■ **Given request**
Rewrite the records below as a two-column CSV with the header input,output, giving one row per request with its text under input and its answer under output, each in a single quoted field with line breaks replaced by spaces. Cover every record, and leave the pictures out.
## start Data
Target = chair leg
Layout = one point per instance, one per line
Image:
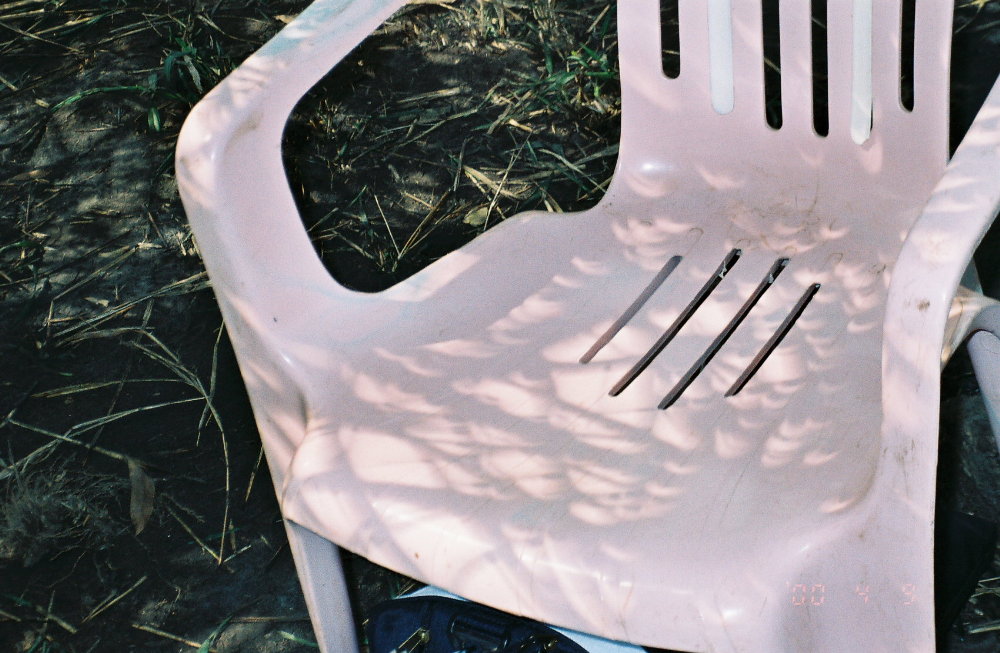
(984, 349)
(321, 573)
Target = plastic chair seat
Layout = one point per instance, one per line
(478, 427)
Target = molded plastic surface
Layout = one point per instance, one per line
(448, 429)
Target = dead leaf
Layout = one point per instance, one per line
(143, 493)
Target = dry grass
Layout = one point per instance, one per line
(119, 400)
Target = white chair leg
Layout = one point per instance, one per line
(321, 573)
(984, 349)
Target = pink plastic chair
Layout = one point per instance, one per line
(702, 415)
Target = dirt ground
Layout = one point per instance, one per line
(135, 510)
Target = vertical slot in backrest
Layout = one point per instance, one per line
(670, 39)
(772, 62)
(906, 55)
(820, 76)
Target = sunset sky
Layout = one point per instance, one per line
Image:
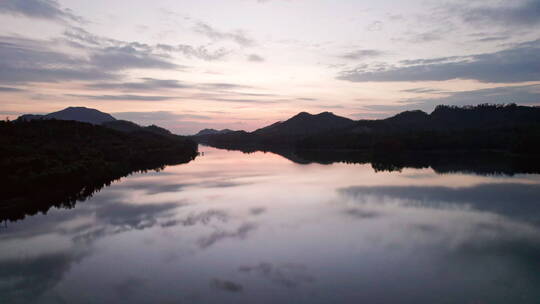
(242, 64)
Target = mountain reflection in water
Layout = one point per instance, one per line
(231, 227)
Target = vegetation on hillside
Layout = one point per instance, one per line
(52, 162)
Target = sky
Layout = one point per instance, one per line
(243, 64)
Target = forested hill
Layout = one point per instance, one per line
(484, 127)
(51, 162)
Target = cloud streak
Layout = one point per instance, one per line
(42, 9)
(518, 64)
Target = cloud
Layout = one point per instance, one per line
(375, 26)
(43, 9)
(516, 64)
(147, 84)
(238, 37)
(10, 90)
(156, 116)
(200, 52)
(255, 58)
(421, 90)
(240, 233)
(226, 285)
(286, 275)
(512, 13)
(130, 57)
(122, 97)
(28, 60)
(499, 198)
(362, 54)
(526, 95)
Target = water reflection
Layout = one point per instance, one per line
(257, 228)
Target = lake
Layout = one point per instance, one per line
(231, 227)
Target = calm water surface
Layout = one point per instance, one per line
(257, 228)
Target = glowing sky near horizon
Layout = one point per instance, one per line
(243, 64)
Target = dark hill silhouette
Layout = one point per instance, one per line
(80, 114)
(212, 132)
(53, 162)
(280, 133)
(304, 123)
(508, 128)
(96, 117)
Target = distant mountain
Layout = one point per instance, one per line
(508, 128)
(304, 123)
(96, 117)
(279, 133)
(50, 162)
(81, 114)
(213, 131)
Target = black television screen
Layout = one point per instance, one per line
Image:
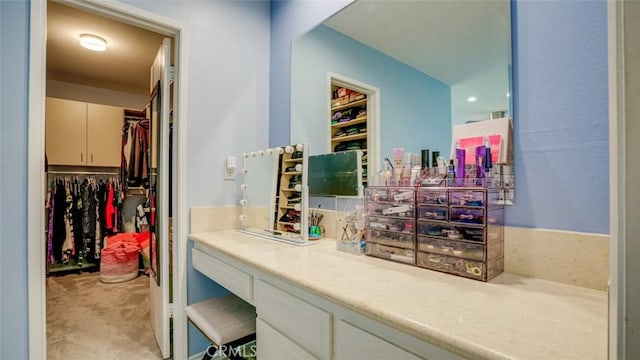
(335, 174)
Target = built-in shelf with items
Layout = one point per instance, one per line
(349, 122)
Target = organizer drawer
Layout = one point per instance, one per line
(306, 325)
(391, 253)
(432, 197)
(427, 212)
(377, 194)
(229, 276)
(467, 198)
(450, 232)
(451, 248)
(402, 196)
(399, 210)
(467, 215)
(391, 238)
(387, 223)
(459, 266)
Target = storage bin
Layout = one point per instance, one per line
(467, 198)
(391, 253)
(467, 215)
(119, 262)
(432, 197)
(394, 210)
(454, 265)
(391, 238)
(402, 196)
(393, 224)
(439, 213)
(451, 248)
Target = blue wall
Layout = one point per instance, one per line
(228, 107)
(413, 106)
(14, 35)
(561, 116)
(289, 20)
(560, 109)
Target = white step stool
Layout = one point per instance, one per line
(226, 321)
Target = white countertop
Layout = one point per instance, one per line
(509, 317)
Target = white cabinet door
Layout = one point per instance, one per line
(66, 132)
(104, 135)
(305, 324)
(272, 345)
(354, 343)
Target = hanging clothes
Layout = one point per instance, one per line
(77, 218)
(138, 165)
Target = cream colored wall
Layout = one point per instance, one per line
(572, 258)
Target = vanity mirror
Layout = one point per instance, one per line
(424, 66)
(274, 193)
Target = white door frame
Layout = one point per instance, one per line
(617, 192)
(36, 177)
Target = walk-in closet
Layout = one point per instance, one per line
(104, 171)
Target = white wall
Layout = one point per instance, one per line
(14, 30)
(90, 94)
(490, 87)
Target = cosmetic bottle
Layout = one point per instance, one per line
(460, 165)
(425, 159)
(434, 158)
(481, 157)
(385, 174)
(451, 172)
(487, 161)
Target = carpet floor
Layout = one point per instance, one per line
(87, 319)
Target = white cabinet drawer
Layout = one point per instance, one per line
(354, 343)
(229, 276)
(272, 345)
(305, 324)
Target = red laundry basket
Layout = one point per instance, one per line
(119, 262)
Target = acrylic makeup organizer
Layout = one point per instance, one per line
(436, 223)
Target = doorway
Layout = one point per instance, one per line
(37, 180)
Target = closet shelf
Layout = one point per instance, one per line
(288, 190)
(349, 105)
(356, 121)
(293, 160)
(70, 267)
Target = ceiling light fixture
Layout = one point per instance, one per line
(93, 42)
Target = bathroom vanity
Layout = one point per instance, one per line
(315, 302)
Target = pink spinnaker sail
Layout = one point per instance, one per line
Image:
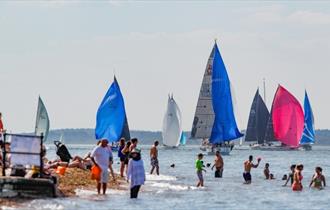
(288, 118)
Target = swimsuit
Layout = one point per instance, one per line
(154, 162)
(247, 176)
(297, 186)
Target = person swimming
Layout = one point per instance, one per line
(318, 179)
(290, 177)
(248, 164)
(297, 178)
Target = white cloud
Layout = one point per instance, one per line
(308, 17)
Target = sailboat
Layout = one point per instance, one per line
(42, 121)
(308, 136)
(183, 139)
(287, 121)
(111, 119)
(258, 120)
(214, 120)
(172, 125)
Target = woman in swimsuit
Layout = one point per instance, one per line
(297, 177)
(318, 179)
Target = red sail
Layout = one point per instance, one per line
(288, 118)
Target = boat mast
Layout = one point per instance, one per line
(264, 81)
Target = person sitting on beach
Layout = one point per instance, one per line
(135, 173)
(134, 142)
(285, 177)
(199, 170)
(290, 177)
(318, 179)
(218, 164)
(121, 156)
(248, 164)
(297, 178)
(100, 157)
(154, 158)
(266, 171)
## end Data
■ **Written solution**
input,output
"Target = chair leg Layout = one point per instance, one per line Image:","(984, 349) (321, 573)"
"Target = plastic chair seat Layout = one point per instance, one per line","(478, 427)"
"Target = molded plastic surface Layout = one point per instance, one per line","(448, 429)"
"Target = dead leaf Layout = one point per instance, one per line","(143, 493)"
"Target = dry grass Layout = one point per instance, one per line","(119, 400)"
"Target = white chair leg Layout = one point per instance, one per line","(321, 573) (984, 349)"
"Target = pink plastic chair Layout = one point per instance, one per line","(702, 415)"
"Target = dirt ground Layout = one point per instance, one per line","(135, 510)"
"Target = vertical slot in backrest Layout = one point per instance, one per line","(670, 39) (772, 62) (906, 55) (820, 76)"
"Target = sunset sky Layout = one point per instance, one per line Image:","(242, 64)"
"Target = mountain reflection in water Layout = one point per instance, one per line","(231, 227)"
"Target = vegetation on hillside Layout = one point per instance, one per line","(52, 162)"
"Target = sky Layout = one point per instance, one per line","(243, 64)"
"Target = forested hill Layout = one point per instance, one per line","(484, 127) (51, 162)"
"Target = cloud streak Layout = one point per instance, one per line","(42, 9) (518, 64)"
"Target = cloud Layout = one point per instance, one per line","(375, 26) (43, 9) (516, 64) (147, 84) (238, 37) (10, 90) (156, 116) (200, 52) (255, 58) (421, 90) (240, 233) (226, 285) (286, 275) (512, 13) (130, 57) (122, 97) (28, 60) (499, 198) (362, 54) (526, 95)"
"Target = water reflection Layout = one point per instance, one per line","(257, 228)"
"Target = lake Layout = one point per instance, one per line","(231, 227)"
"Target = calm water surface Layout = one point per instance, one per line","(257, 228)"
"Target = glowing sky near horizon Layout = one point per instance, one per line","(243, 64)"
"Target = dark hill silhouette Layout = one point per instance, one per line","(80, 114) (212, 132) (53, 162) (280, 133) (304, 123) (508, 128) (96, 117)"
"Target = distant mountain Layout = one point per instance, one per line","(508, 128) (304, 123) (96, 117) (279, 133) (50, 162) (81, 114) (213, 131)"
"Target = black television screen Layout = one point per instance, one per line Image:","(335, 174)"
"Target = built-in shelf with items Layout = one point per instance, one per line","(349, 122)"
"Target = organizer drawer Layout = one point per instance, one per line","(306, 325) (391, 253) (432, 197) (427, 212) (377, 194) (229, 276) (467, 198) (450, 232) (451, 248) (402, 196) (399, 210) (467, 215) (391, 238) (387, 223) (459, 266)"
"Target = storage bin Layout = one point per instance, one per line","(467, 198) (391, 253) (467, 215) (119, 262) (432, 197) (394, 210) (454, 265) (391, 238) (402, 196) (393, 224) (439, 213) (451, 248)"
"Target = blue wall Layout = one point per instance, one per line","(228, 107) (413, 106) (14, 35) (561, 116) (289, 20) (560, 109)"
"Target = white step stool Layout = one point per instance, one per line","(226, 321)"
"Target = white countertop Layout = one point per instance, one per line","(509, 317)"
"Target = white cabinet door Layout = one point per instance, one per line","(66, 132) (104, 135) (305, 324) (272, 345) (354, 343)"
"Target = hanging clothes Layout = one point per instance, one per line","(77, 218) (138, 165)"
"Target = cream colored wall Layout = one point per instance, one per line","(572, 258)"
"Target = vanity mirror Layout = one point per instance, one per line","(424, 66) (274, 193)"
"Target = white door frame Layout = one point per instance, one per line","(617, 192) (36, 177)"
"Target = walk-in closet Layout = one point per instance, one per line","(104, 171)"
"Target = white wall Layout = one point per instance, one per line","(14, 30) (90, 94) (490, 87)"
"Target = cosmetic bottle Layout = one point per instance, one per line","(460, 165) (425, 159) (434, 158) (481, 157) (385, 174) (451, 172) (487, 161)"
"Target = carpet floor Layout = one point per instance, one per line","(87, 319)"
"Target = white cabinet drawer Layout = one point per instance, one per line","(354, 343) (229, 276) (272, 345) (305, 324)"
"Target = red laundry basket Layout = one point per instance, one per line","(119, 262)"
"Target = acrylic makeup organizer Layout = one point per instance, one per line","(436, 223)"
"Target = doorway Layout = one point per instance, one per line","(37, 180)"
"Target = closet shelf Layout = one point per instance, one per line","(288, 190) (349, 105) (356, 121) (293, 160) (70, 267)"
"Target = ceiling light fixture Layout = one point per instance, one per line","(93, 42)"
"Target = bathroom vanity Layout = one point per instance, one per line","(315, 302)"
"Target = pink spinnaker sail Layout = one point per instance, one per line Image:","(288, 118)"
"Target = swimsuit Layout = one point per instance, one per line","(154, 162) (247, 176) (297, 186)"
"Target = person swimming Layout = one point per instance, one per line","(318, 179) (290, 177) (248, 164) (297, 178)"
"Target = white cloud Layout = one point per instance, one per line","(308, 17)"
"Target = sailboat Layout = one point per instance, one per line","(42, 121) (308, 136) (183, 139) (287, 121) (111, 119) (258, 120) (214, 120) (172, 125)"
"Target = woman in swimsuit Layout = one point per instance, one per line","(297, 177) (318, 179)"
"Target = red sail Layout = one point per instance, one per line","(288, 118)"
"Target = boat mast Layout = one point per instance, one per line","(264, 81)"
"Target = person sitting on beach Layout = one point per instance, one per line","(135, 173) (134, 142) (285, 177) (199, 170) (290, 177) (318, 179) (218, 164) (121, 156) (248, 164) (297, 178) (100, 157) (154, 158) (266, 171)"